Given data:
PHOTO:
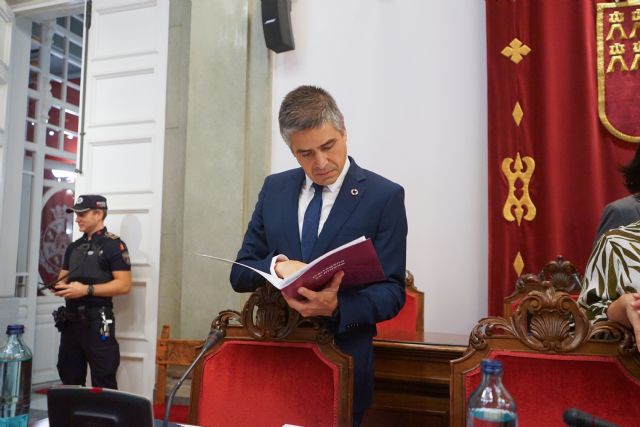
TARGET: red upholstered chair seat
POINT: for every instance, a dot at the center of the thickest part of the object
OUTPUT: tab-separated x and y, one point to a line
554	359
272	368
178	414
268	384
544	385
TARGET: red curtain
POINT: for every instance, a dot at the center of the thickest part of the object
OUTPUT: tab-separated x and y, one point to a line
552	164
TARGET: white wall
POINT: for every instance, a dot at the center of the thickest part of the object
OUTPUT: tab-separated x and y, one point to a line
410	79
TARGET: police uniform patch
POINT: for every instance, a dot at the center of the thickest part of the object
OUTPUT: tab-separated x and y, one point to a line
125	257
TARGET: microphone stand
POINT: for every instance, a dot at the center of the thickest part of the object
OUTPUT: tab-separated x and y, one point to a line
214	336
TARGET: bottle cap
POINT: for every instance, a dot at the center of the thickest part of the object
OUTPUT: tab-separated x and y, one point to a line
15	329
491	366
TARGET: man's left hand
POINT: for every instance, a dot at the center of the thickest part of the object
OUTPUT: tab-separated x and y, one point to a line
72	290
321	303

Exercise brief:
Your task is to set down every entry exactly, leaving out any picture it contains.

Result of the exercise:
PHOTO:
TARGET: red upholstered chair seat
POINT: for every instance, a dot at the center of the thickest part of the object
OUTPUT: tab-separated x and y, one point to a line
554	359
272	368
178	414
268	384
544	385
TARGET: red curtain
POINT: for every instance, a dot at the center of the thickest part of the object
OUTPUT: tab-separated x and y, one point to a line
552	164
TARGET: white wall
POINT: for every instance, a dot at the center of the thickest part of the object
OUTPUT: tab-separated x and y, one point to a line
410	79
TARGET: police uniform patch
POINT: for every instance, a dot at the center of the thickest part of the object
OUTPUT: tab-separated x and y, one point to a line
125	257
TARGET: microphone stand
POINT: for every instance, a dot at the center of the thickest part of the object
OUTPUT: tab-separated x and y, one point to a line
214	336
TARGET: bottle cap
POINT: for every instance, a dot at the center of the thickest part of the object
OUTPUT: tab-separated x and y, one point to a line
15	329
491	366
TARGET: man's left hand
POINT: for every instance, a dot at the center of the thickest part of the object
OUTPUT: tab-separated x and y, one point to a line
72	290
321	303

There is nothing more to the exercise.